# [What needs to be done]
Using the entries below, output exactly the line containing "of the green" and all lines that follow it to the end.

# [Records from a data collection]
►

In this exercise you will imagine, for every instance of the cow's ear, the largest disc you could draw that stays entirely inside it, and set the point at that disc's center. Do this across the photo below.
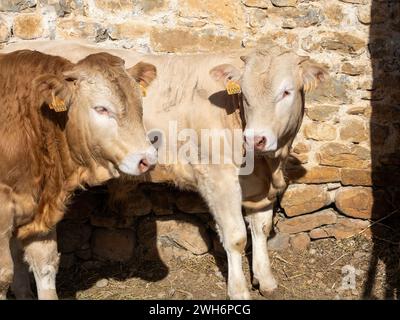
(55, 91)
(224, 73)
(144, 73)
(311, 74)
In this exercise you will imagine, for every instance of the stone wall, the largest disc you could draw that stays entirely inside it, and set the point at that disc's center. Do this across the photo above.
(344, 156)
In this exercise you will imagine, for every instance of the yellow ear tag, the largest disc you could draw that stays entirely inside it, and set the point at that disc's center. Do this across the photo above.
(57, 104)
(143, 90)
(232, 87)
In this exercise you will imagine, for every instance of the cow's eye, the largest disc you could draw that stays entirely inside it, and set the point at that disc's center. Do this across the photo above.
(102, 110)
(285, 94)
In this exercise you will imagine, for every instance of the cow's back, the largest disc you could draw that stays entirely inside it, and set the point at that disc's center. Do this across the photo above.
(21, 125)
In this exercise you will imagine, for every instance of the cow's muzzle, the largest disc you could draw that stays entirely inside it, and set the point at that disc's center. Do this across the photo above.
(137, 163)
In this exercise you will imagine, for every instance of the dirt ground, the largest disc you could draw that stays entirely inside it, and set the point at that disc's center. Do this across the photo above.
(329, 269)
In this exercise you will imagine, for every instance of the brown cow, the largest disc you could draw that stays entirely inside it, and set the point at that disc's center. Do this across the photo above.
(62, 126)
(191, 94)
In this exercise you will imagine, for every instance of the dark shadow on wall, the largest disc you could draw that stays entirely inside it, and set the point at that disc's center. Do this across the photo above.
(384, 48)
(80, 267)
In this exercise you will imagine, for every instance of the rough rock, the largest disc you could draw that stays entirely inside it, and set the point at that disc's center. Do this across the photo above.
(342, 155)
(28, 26)
(278, 242)
(307, 222)
(300, 199)
(172, 237)
(300, 241)
(344, 228)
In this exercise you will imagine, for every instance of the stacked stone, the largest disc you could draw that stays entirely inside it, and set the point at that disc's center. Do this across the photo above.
(159, 223)
(332, 191)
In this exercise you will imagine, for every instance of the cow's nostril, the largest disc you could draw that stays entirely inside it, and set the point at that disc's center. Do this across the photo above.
(144, 165)
(260, 142)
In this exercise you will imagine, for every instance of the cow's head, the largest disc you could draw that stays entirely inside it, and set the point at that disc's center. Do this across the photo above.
(273, 83)
(103, 106)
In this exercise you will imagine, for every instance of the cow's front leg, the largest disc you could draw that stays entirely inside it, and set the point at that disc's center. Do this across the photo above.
(7, 210)
(260, 223)
(43, 259)
(21, 286)
(220, 187)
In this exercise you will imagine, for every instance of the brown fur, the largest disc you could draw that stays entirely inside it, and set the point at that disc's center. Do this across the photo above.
(36, 159)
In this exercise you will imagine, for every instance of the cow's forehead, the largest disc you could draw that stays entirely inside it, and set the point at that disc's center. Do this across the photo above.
(272, 68)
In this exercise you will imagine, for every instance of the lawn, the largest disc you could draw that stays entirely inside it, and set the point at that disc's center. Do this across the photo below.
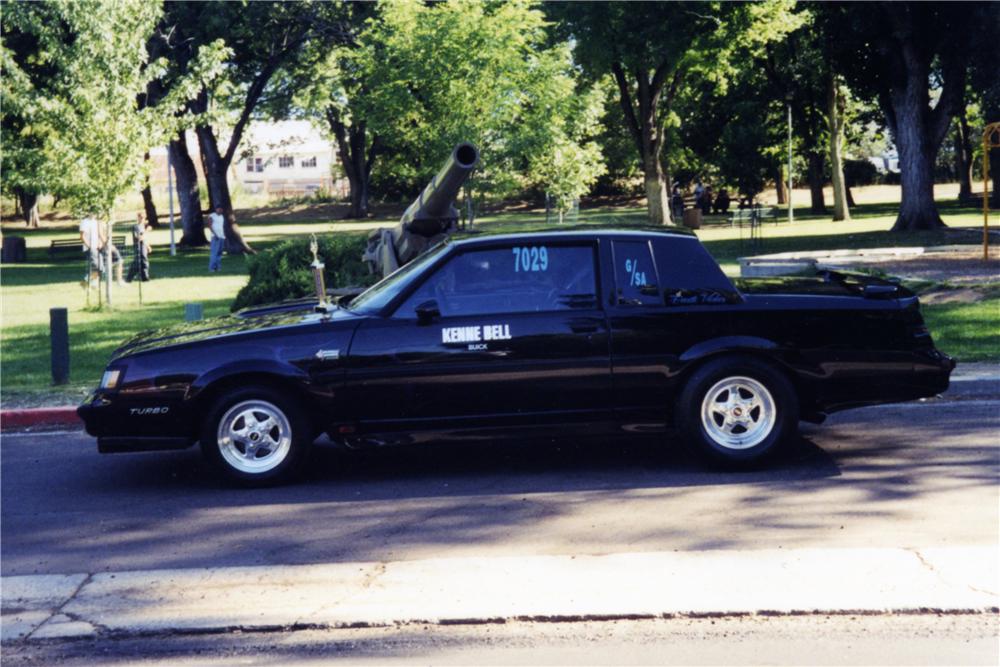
(29, 290)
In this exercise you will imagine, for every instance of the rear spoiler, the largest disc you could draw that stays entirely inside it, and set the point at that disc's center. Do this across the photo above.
(863, 284)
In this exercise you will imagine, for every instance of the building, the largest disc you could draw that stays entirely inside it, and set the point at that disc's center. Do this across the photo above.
(280, 159)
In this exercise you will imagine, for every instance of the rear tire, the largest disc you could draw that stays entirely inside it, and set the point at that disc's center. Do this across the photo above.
(737, 411)
(256, 437)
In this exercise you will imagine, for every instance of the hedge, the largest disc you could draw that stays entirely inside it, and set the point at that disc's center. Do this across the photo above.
(283, 272)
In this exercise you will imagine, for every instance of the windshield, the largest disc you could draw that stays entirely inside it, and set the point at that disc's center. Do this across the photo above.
(381, 293)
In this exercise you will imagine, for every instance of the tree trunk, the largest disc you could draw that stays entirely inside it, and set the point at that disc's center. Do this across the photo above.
(641, 118)
(963, 156)
(656, 194)
(916, 128)
(995, 174)
(908, 124)
(780, 186)
(188, 196)
(150, 207)
(917, 209)
(357, 159)
(816, 182)
(218, 189)
(28, 201)
(147, 203)
(835, 119)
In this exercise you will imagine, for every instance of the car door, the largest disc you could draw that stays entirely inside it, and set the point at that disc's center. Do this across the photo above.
(508, 334)
(658, 310)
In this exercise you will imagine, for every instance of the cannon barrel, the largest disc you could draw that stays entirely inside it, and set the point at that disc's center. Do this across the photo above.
(433, 212)
(430, 217)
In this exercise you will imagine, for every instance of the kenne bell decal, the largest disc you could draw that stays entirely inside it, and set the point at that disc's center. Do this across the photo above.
(476, 333)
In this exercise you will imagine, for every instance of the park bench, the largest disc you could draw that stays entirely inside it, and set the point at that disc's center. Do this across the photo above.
(73, 247)
(745, 215)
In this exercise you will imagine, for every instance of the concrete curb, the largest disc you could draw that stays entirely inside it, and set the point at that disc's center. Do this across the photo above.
(13, 420)
(497, 589)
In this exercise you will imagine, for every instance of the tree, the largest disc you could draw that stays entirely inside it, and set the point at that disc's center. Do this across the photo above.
(416, 79)
(83, 107)
(260, 38)
(895, 52)
(837, 105)
(653, 50)
(77, 95)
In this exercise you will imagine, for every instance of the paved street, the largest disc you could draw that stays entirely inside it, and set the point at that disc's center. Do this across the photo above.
(802, 640)
(912, 475)
(907, 493)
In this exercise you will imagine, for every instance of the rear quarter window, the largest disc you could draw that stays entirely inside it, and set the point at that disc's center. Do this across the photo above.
(685, 267)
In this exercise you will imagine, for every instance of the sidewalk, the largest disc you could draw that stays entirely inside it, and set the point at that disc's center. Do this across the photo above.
(491, 590)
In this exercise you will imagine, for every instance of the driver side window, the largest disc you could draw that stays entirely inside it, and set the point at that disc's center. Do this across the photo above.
(529, 277)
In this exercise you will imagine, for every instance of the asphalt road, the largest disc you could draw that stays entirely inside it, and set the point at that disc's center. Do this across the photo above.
(913, 475)
(796, 640)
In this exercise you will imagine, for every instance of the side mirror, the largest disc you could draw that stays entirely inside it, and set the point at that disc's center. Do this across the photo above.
(427, 312)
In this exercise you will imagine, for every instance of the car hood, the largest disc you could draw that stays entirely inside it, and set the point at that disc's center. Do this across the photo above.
(219, 327)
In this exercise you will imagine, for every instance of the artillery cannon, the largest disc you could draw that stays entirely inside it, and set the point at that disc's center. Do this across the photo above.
(430, 218)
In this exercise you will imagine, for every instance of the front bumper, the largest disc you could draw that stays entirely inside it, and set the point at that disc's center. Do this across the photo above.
(128, 423)
(116, 445)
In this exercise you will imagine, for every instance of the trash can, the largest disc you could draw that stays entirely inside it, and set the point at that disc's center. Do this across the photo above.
(13, 250)
(692, 218)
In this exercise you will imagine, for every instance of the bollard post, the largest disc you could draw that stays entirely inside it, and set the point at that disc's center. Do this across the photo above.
(59, 335)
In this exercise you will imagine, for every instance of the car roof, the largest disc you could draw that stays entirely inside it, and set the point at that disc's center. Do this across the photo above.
(581, 233)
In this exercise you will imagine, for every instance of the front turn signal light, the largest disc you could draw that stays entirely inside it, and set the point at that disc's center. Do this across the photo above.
(111, 378)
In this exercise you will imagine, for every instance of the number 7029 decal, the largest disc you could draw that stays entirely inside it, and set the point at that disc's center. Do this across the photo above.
(528, 259)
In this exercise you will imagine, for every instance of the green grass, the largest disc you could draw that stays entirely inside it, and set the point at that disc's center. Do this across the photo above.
(29, 290)
(966, 331)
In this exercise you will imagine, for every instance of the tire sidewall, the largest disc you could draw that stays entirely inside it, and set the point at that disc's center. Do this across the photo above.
(690, 403)
(282, 472)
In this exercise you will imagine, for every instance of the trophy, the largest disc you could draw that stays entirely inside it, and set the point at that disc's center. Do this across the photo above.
(318, 280)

◄

# [Task answer]
In this exercise you will imagine, for every instance of the green grass, the largest disc you could draw that stays entirely inside it, and set the point at that disc's center. Do this across the photo above.
(29, 290)
(966, 331)
In this exercise you will imagine, for every instance of the tire sidewall, the largest disc you could draw that stays entirely inside it, and set the point at that disc's center. Do this across the photo above.
(690, 403)
(282, 472)
In this exercise you will imagine, for every instance of the trophy, the largest disc you could draw that stays entirely inside it, and set the point at that disc's center. Do this across the photo above.
(318, 280)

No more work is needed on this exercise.